### WHAT YOU SHOULD DO
Images are to be excluded, and the rest of the data repeated exactly.

### DATA FOR PROCESSING
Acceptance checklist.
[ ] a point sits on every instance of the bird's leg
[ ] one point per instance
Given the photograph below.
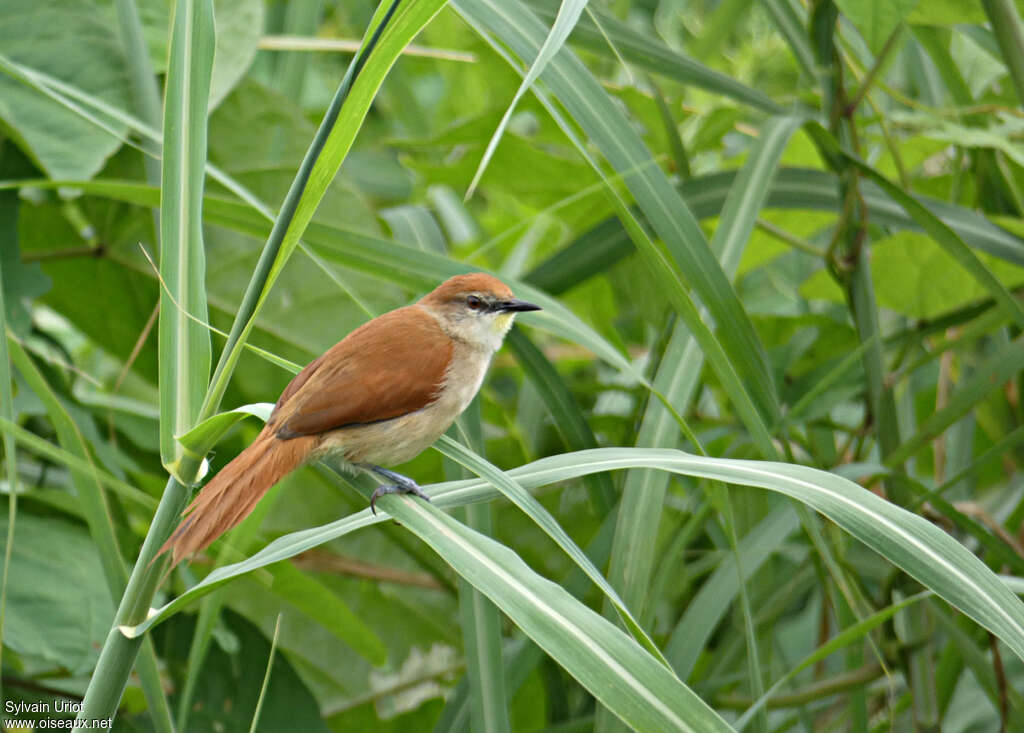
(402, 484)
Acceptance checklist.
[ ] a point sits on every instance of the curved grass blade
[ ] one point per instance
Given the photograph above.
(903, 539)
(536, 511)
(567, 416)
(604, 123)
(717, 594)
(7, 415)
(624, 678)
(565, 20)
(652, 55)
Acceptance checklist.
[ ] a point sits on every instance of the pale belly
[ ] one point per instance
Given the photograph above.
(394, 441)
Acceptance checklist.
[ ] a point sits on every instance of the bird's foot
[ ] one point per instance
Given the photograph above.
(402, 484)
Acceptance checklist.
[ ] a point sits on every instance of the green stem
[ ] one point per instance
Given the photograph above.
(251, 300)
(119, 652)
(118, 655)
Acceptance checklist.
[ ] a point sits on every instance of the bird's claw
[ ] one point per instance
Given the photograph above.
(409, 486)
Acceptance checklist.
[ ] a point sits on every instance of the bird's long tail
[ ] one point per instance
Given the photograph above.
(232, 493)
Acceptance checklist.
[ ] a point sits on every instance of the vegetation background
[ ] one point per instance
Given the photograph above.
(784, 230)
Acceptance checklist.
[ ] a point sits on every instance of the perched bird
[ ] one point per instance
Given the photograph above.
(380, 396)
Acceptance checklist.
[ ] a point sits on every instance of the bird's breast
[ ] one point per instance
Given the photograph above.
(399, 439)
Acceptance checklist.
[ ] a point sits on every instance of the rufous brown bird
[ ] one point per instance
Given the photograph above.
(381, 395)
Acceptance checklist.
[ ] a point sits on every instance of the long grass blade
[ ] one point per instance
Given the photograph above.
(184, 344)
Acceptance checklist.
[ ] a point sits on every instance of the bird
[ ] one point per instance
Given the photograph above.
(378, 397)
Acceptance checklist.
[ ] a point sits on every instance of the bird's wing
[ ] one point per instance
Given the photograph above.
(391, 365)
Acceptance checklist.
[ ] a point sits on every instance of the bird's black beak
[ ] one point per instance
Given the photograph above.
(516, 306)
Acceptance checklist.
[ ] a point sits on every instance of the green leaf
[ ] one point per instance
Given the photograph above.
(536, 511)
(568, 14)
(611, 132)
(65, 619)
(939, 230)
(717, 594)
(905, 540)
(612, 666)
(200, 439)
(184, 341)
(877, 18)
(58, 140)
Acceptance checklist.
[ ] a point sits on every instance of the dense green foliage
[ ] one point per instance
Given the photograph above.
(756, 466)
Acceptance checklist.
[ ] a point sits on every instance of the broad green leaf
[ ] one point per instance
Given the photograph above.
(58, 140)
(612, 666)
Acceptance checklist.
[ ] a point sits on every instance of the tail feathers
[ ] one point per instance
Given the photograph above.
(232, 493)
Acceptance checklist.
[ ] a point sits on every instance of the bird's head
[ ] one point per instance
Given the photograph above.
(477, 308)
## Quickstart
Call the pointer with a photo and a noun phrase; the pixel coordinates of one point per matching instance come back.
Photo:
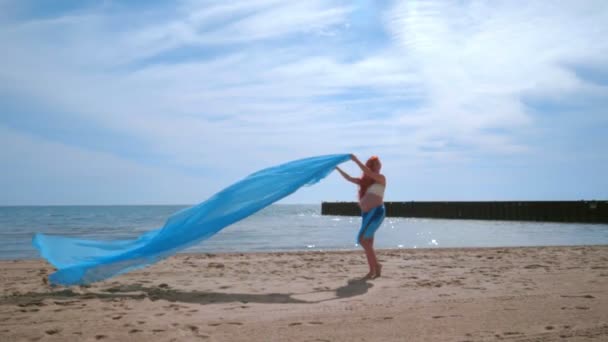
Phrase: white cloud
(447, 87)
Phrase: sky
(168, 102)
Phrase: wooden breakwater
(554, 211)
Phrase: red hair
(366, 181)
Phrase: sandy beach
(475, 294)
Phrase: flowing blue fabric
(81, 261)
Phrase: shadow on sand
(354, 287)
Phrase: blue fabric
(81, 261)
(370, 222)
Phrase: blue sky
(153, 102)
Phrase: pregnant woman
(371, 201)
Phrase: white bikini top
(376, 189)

### TASK RESULT
Acceptance checklist.
[ ] a point sits on every instance of the bird's leg
[ ] one point per instance
Given the photograph below.
(402, 484)
Acceptance checklist.
[ ] a point sits on every instance of the curved grass blade
[ ] one point per instance
Given the photograph above.
(903, 539)
(536, 511)
(567, 416)
(604, 123)
(717, 594)
(7, 415)
(624, 678)
(565, 20)
(652, 55)
Acceptance checklist.
[ ] a point sits on every instance of the pale belly
[ ] one point per instance
Given the photograph above.
(394, 441)
Acceptance checklist.
[ ] a point sits on every instance of the bird's foot
[ ] one point per instance
Given the photograph above.
(402, 484)
Acceptance checklist.
[ ] a point sits on every instance of the green stem
[ ] one point per instance
Given the photograph above.
(251, 300)
(119, 652)
(118, 655)
Acceptance checklist.
[ ] a point sits on every instance of the bird's claw
[ ] one point per instance
Given the photograph above.
(409, 486)
Acceptance checklist.
[ ] a point sits on every instance of the bird's long tail
[ ] one point per instance
Given the photograph above.
(232, 493)
Acceptance checklist.
[ ] a point sits on every instance of the vegetation background
[ ] one point per instance
Given the photograph above.
(784, 230)
Acceptance checklist.
[ ] a point sits on every instance of the perched bird
[ ] one point per instance
Given the photograph above.
(380, 396)
Acceptance checklist.
[ ] a point sits on every instance of the bird's breast
[ ] one point per instance
Given the photograph above.
(399, 439)
Acceptance checklist.
[ ] a point sits on every instance of the rufous brown bird
[ ] one point per instance
Given the photograph above.
(381, 395)
Acceptance checklist.
[ ] a point sits on every instance of the long grass blade
[ ] one point per instance
Given the photograph above.
(184, 344)
Acceptance checklist.
[ ] a point sits on every instance of the bird
[ ] one point per instance
Given the photograph above.
(378, 397)
Acceptance checklist.
[ ] a point sits on every instance of the bird's wing
[ ] one point per instance
Given the photograph above.
(391, 365)
Acceptance checklist.
[ ] a point sits on every instance of the bird's black beak
[ ] one point per instance
Given the photograph above.
(516, 306)
Acceptance checklist.
[ ] a point sits on every instance of the green leaf
[ ] one point per instance
Given the photograph above.
(536, 511)
(568, 14)
(611, 132)
(65, 619)
(939, 230)
(717, 594)
(905, 540)
(612, 666)
(200, 439)
(184, 341)
(877, 18)
(58, 140)
Acceptance checklist.
[ ] a point sits on every instance of the dense green foliage
[ ] one point per instance
Given the photograph above.
(756, 466)
Acceptance checklist.
[ ] a point sits on every instance of the broad green leaf
[ ] one point per instance
Given the photograph above.
(58, 140)
(612, 666)
Acceptance checklist.
[ ] a point sits on every instance of the tail feathers
[ ] one point per instance
Given the photograph above.
(232, 493)
Acceptance checklist.
[ ] a point sits on every instance of the bird's head
[ ] one point per instance
Given the photograph above.
(477, 308)
## Quickstart
Call the pointer with a photo and a noun phrase; the pixel coordinates of one point per matching instance come back.
Photo:
Phrase: white cloud
(447, 87)
Phrase: sky
(168, 102)
Phrase: wooden breakwater
(554, 211)
Phrase: red hair
(366, 181)
Phrase: sandy beach
(475, 294)
Phrase: flowing blue fabric
(81, 261)
Phrase: shadow on sand
(354, 287)
Phrase: blue fabric
(81, 261)
(370, 222)
Phrase: blue sky
(153, 102)
Phrase: pregnant woman
(371, 201)
Phrase: white bikini top
(376, 189)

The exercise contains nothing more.